● **What to work on**:
Please swap "lamp post" for "light pole" in the stretch of rows that opens with the line containing "of the lamp" and closes with the line containing "Query: lamp post". Return only those lines, with nothing else changed.

● **Data supplied**:
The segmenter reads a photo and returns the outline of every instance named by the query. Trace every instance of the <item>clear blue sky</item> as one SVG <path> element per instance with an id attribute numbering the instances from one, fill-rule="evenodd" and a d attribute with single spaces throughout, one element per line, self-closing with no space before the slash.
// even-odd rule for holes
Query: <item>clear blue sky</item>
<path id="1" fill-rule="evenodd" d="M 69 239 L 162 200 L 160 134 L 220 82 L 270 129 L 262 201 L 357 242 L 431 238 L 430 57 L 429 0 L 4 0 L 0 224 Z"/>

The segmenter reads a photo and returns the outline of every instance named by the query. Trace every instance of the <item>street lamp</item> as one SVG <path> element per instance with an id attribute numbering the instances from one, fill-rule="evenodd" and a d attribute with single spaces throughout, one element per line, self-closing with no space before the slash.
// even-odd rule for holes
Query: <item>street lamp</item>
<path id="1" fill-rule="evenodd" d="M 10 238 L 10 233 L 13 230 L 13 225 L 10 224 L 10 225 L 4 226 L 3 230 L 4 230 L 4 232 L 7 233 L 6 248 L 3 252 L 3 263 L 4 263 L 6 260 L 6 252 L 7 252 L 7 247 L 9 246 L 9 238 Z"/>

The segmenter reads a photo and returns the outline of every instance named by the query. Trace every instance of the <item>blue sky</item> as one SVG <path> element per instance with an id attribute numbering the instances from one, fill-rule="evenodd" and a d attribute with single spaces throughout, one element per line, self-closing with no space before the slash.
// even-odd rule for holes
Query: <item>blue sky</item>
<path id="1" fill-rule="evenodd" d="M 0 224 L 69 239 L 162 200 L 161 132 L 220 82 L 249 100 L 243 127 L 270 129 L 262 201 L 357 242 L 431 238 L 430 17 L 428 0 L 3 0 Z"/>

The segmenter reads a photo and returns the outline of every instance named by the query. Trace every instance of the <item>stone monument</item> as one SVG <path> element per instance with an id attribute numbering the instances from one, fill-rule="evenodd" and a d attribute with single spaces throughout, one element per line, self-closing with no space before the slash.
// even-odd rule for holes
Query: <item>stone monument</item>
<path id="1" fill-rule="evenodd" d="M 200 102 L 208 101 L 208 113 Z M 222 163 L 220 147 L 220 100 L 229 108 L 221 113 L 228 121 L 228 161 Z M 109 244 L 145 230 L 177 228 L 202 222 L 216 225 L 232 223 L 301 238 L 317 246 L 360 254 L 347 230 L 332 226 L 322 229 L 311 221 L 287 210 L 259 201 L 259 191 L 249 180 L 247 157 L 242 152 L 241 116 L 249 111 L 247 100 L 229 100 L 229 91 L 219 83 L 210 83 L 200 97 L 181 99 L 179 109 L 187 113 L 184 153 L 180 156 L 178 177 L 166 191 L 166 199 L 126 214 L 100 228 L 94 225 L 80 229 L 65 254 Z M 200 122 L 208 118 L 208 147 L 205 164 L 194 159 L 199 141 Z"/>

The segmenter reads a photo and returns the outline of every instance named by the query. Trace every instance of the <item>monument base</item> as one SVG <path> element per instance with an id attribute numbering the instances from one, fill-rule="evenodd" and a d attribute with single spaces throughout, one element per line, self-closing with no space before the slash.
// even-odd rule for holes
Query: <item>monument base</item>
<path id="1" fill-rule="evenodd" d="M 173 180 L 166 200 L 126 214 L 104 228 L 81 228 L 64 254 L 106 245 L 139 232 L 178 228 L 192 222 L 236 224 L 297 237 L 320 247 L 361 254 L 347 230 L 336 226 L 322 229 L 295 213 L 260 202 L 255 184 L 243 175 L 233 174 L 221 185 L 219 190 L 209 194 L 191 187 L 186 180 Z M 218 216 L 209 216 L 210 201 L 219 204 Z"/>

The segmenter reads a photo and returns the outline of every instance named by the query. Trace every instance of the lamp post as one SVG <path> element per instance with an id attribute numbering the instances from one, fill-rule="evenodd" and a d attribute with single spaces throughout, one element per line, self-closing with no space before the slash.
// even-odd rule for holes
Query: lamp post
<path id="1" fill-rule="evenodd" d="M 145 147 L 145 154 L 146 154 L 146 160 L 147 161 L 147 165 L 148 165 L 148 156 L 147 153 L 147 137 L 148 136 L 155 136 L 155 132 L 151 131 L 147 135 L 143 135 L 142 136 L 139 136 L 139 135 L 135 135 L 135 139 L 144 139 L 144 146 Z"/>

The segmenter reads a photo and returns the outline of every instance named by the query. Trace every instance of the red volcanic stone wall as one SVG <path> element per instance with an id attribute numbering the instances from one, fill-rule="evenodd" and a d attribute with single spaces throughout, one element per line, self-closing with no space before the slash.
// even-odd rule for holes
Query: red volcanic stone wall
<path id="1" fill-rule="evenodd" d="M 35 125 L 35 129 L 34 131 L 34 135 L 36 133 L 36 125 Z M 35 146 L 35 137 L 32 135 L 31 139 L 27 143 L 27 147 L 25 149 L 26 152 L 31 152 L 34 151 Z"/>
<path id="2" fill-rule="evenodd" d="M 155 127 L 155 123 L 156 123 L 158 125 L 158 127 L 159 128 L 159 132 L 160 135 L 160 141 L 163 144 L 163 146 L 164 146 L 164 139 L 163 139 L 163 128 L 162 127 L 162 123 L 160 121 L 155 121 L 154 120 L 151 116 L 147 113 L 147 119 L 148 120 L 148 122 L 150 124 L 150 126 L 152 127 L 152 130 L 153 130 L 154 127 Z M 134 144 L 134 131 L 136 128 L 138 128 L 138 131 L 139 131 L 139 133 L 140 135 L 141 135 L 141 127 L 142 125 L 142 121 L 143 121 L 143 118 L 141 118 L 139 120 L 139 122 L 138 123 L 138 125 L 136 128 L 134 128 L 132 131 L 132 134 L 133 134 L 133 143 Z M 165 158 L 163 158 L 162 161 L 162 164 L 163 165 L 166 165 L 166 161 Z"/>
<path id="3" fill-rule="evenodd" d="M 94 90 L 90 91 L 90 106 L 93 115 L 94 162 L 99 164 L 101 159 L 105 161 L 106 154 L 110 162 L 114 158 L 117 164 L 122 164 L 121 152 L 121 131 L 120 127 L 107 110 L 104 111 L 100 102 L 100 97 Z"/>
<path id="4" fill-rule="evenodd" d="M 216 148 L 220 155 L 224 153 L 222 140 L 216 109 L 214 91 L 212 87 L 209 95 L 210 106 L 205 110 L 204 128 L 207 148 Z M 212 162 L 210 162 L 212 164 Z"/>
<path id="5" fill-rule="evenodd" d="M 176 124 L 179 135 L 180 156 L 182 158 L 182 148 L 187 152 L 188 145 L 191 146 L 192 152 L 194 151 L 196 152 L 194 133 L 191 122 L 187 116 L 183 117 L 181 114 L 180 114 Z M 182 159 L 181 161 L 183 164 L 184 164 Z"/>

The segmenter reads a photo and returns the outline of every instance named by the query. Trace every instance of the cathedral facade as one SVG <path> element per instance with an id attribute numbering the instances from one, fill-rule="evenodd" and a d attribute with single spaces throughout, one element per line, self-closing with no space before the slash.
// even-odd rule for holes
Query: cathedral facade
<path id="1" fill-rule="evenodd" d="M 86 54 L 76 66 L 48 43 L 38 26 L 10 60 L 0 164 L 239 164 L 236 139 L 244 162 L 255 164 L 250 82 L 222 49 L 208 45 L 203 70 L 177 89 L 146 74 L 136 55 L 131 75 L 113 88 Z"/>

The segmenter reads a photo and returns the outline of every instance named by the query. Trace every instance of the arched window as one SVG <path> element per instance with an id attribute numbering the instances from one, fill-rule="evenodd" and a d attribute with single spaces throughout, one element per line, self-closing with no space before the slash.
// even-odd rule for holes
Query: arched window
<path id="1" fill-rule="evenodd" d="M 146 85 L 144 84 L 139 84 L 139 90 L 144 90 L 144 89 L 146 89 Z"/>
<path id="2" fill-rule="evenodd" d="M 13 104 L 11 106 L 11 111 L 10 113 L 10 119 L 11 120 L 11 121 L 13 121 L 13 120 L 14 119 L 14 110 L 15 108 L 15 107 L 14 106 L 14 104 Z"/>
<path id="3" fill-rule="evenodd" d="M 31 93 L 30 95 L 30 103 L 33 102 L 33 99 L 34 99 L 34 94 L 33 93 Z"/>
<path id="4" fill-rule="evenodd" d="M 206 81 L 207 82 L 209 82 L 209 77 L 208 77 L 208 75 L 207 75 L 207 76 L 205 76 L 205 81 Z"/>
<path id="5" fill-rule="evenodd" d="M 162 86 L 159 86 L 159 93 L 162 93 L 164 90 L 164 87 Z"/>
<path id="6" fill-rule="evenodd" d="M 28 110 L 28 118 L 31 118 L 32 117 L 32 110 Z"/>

● **Task response**:
The segmenter reads a photo and returns the outline of every instance named by the query. Trace every instance of the light pole as one SVG <path> element per instance with an id attribute numbering the instances from one, fill-rule="evenodd" and a d attribute with single spaces throughout, one element per line, self-closing with no space before the slash.
// even-odd rule for holes
Query: light pole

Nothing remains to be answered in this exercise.